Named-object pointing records
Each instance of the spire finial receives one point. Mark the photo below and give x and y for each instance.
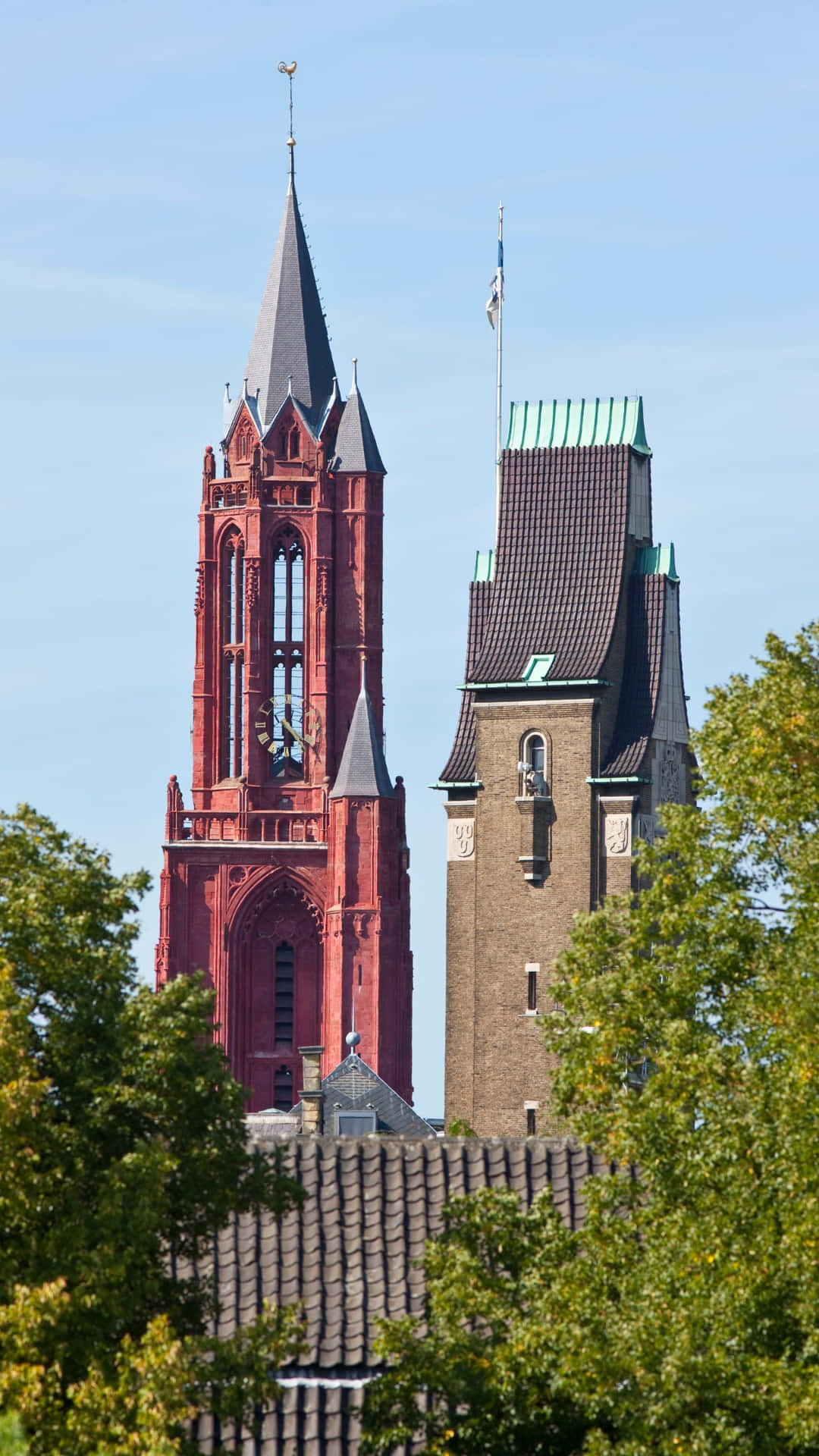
(289, 71)
(353, 1037)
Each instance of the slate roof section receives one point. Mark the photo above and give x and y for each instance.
(640, 696)
(560, 563)
(290, 337)
(350, 1257)
(354, 1085)
(461, 764)
(640, 691)
(356, 446)
(363, 772)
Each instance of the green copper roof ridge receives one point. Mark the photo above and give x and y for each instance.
(656, 561)
(547, 682)
(577, 422)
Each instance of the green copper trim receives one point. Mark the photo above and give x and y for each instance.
(538, 667)
(656, 561)
(550, 682)
(577, 422)
(484, 565)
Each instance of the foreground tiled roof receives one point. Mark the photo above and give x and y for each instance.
(461, 764)
(560, 563)
(350, 1257)
(642, 682)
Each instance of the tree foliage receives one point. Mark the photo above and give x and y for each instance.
(686, 1315)
(123, 1147)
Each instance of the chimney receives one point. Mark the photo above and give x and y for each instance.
(311, 1094)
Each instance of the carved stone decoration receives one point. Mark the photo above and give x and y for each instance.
(670, 775)
(617, 835)
(461, 839)
(292, 902)
(251, 582)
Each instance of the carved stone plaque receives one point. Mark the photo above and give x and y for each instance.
(461, 839)
(617, 835)
(670, 775)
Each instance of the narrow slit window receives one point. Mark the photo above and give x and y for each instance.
(231, 747)
(283, 1090)
(284, 989)
(287, 748)
(531, 990)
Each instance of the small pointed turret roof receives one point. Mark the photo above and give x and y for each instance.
(363, 772)
(290, 350)
(356, 446)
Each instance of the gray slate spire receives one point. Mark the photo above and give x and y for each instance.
(356, 446)
(363, 772)
(290, 337)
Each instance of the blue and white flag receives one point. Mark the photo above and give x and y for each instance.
(496, 287)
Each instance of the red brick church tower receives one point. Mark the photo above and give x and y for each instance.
(287, 878)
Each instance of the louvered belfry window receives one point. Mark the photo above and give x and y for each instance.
(284, 990)
(287, 689)
(232, 631)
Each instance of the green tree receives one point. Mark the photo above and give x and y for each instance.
(123, 1147)
(684, 1318)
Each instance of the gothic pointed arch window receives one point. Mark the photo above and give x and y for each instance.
(287, 666)
(232, 634)
(532, 766)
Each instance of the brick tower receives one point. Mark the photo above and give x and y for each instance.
(572, 731)
(286, 881)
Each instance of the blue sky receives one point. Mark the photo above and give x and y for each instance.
(657, 168)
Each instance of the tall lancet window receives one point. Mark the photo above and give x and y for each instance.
(232, 631)
(287, 667)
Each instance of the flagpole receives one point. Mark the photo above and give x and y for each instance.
(499, 383)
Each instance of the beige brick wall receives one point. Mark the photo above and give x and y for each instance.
(497, 922)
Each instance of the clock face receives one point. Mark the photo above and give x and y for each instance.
(286, 728)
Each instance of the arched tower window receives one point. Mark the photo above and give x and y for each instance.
(287, 667)
(532, 766)
(232, 632)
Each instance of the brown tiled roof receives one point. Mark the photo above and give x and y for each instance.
(640, 689)
(560, 563)
(461, 764)
(350, 1257)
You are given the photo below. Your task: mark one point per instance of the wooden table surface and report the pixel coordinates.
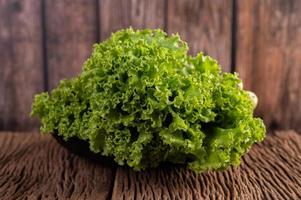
(34, 166)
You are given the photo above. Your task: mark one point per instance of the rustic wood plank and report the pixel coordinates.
(21, 70)
(71, 30)
(116, 14)
(34, 166)
(37, 167)
(205, 25)
(268, 58)
(271, 170)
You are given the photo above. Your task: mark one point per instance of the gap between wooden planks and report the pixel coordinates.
(37, 167)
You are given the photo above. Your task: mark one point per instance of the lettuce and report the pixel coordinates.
(143, 100)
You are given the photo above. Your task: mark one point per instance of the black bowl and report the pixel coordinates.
(81, 148)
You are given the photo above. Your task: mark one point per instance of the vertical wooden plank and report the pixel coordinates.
(71, 30)
(205, 25)
(268, 58)
(21, 72)
(117, 14)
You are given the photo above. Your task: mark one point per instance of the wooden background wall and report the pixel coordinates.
(43, 41)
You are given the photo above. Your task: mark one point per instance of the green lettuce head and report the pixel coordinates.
(143, 100)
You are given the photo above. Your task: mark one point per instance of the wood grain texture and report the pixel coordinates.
(71, 30)
(34, 166)
(271, 170)
(21, 62)
(118, 14)
(268, 58)
(205, 25)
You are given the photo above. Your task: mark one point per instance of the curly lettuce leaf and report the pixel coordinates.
(143, 100)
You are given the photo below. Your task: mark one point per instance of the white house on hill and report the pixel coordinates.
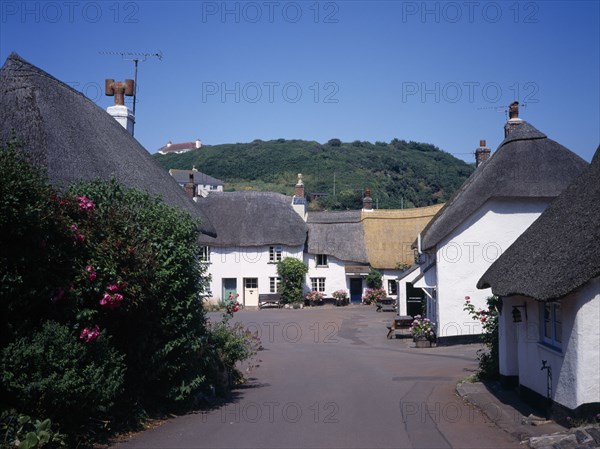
(498, 202)
(549, 282)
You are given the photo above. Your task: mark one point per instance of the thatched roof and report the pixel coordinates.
(73, 139)
(338, 234)
(250, 219)
(560, 251)
(389, 234)
(526, 164)
(183, 177)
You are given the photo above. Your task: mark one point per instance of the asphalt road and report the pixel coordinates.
(329, 378)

**Exercise brief:** Without including any pictures, print each record exactly.

**Written reply:**
Each instance of the spire finial receives one point. Mark the photo below and give x and y for each instance.
(289, 71)
(353, 1037)
Each instance of the slate roof section receives one point. Mark the photo above and give x and y for each instance.
(640, 696)
(560, 563)
(290, 337)
(350, 1257)
(354, 1085)
(461, 764)
(640, 691)
(356, 446)
(363, 772)
Each instance of the green copper roof ridge receives one point. Mark the photo above and give x and y for each instance.
(656, 561)
(547, 682)
(577, 422)
Each instance of the green copper trim receives one point. Mark the photo above and give x and y for each instance.
(538, 667)
(656, 561)
(550, 682)
(577, 422)
(484, 565)
Each instance of the foreground tiled roof receives one point. Mark the photo above and give x and y for each instance.
(461, 764)
(560, 563)
(350, 1257)
(642, 682)
Each instance of the tree foliage receives one point. Mark the photo above and give x and y for each instance.
(686, 1315)
(123, 1147)
Each instance of the chimney receives one point. Mark the photo above and give x and y for each instance.
(311, 1094)
Each instance of the carved stone decoration receives one point. Mark the photo above and give x and y for each instance.
(670, 775)
(617, 835)
(461, 839)
(292, 902)
(251, 582)
Each instance of the carved stone plaque receives one point. Mark the photo above and give x and y for each instance.
(461, 839)
(617, 835)
(670, 775)
Each instance of the narrow slit window receives one point. Mark the photo above and give x and y for each instance.
(231, 747)
(283, 1090)
(284, 989)
(287, 748)
(531, 990)
Each instance of the small pointed turret roof receives one point. Mark the photo above and give x and y for each instance.
(363, 772)
(290, 350)
(356, 446)
Each instance of the gray slate spire receives one point. Mark the photo above and give x and y for each instance.
(356, 446)
(363, 772)
(290, 337)
Each instance of the blue and white flag receives one point. Mark the photo above and give x and y for each instance.
(496, 287)
Each instance of the red brick church tower receives one point. Mark the photo above and give x and y for each instance.
(287, 878)
Each instance of the louvered belfry window receives one point. Mark the photo above and give x and y for each instance.
(284, 990)
(287, 689)
(232, 631)
Each instance of the green tree receives one point. Mark the photo above and give x and y for each instance.
(123, 1147)
(684, 1318)
Each instance of the gothic pointed arch window receives one point. Mark the photo above and give x and y for each instance.
(287, 666)
(232, 634)
(532, 766)
Each instance of the brick tower receives one point. Mark the photo above and give x and y for each instance.
(572, 731)
(286, 881)
Each instance of the blue sky receives one point. Mark the photo above and give x and y for each instance.
(657, 168)
Each instance of the tall lancet window receives one point. Mark the photo above and give x and y for each instance.
(232, 631)
(287, 667)
Each instance of the flagpole receives one point. Mark the photo above and give x and y for each instance.
(499, 383)
Each instance of the beige brick wall receives one point. Mark the photo above and give x and y for each instance.
(497, 922)
Each instance of the clock face receives one point. Mark the photo above and give x and y for each instance.
(286, 728)
Each instance of the arched tower window receives one point. Mark the photo above and give x and y for each instance.
(287, 667)
(532, 766)
(232, 632)
Each instance of the brown tiled roof receives one point. Mark the photo above and give x and y for each instance.
(640, 689)
(560, 563)
(461, 764)
(350, 1257)
You are given the photo below. Your task: mark one point per instance of the wooden table surface and report the pixel coordinates.
(34, 166)
You are given the photo above. Your task: mark one point per instance of the rustic wood plank and report the pixel coordinates.
(21, 70)
(71, 30)
(116, 14)
(34, 166)
(37, 167)
(205, 25)
(268, 58)
(271, 170)
You are given the photo above. Your task: mark one point per instance of the gap between wooden planks and report the pixel coordinates.
(37, 167)
You are given the photo above. Your task: mark one point per instance of the lettuce and report the pixel coordinates.
(143, 100)
You are given the photo above. Your task: mark one point per instance of the black bowl and report the pixel coordinates.
(81, 148)
You are given the photo above. Your task: mark one point per instance of the vertical wooden plank and report the pixel coordinates.
(71, 30)
(205, 25)
(268, 58)
(21, 72)
(117, 14)
You are given the photo above. Your task: mark one point per instance of the wooden background wall and report the pixel coordinates.
(43, 41)
You are given the photo above. Your task: mark one point per instance of the green lettuce head and report the pixel coordinates.
(143, 100)
You are given the photo above. Your task: mark one point per instance of the wood grain texture and report the pixel coordinates.
(71, 30)
(34, 166)
(271, 170)
(21, 62)
(118, 14)
(268, 58)
(205, 25)
You are given the photo above. Your task: mark one point per instance of the curly lettuce leaf and report the pixel coordinates.
(143, 100)
You are given the photo below. Your task: mark one point per instance of the white house on hill and report the pixel coordinates.
(498, 202)
(549, 282)
You are given the photo above. Your task: mark one point per instance of the thatched roof and report the pixel coordinates.
(73, 139)
(338, 234)
(250, 219)
(560, 251)
(389, 234)
(526, 164)
(183, 177)
You are given the photo above. Your task: mark one point per instance of the asphalt road and report the pixel coordinates.
(329, 378)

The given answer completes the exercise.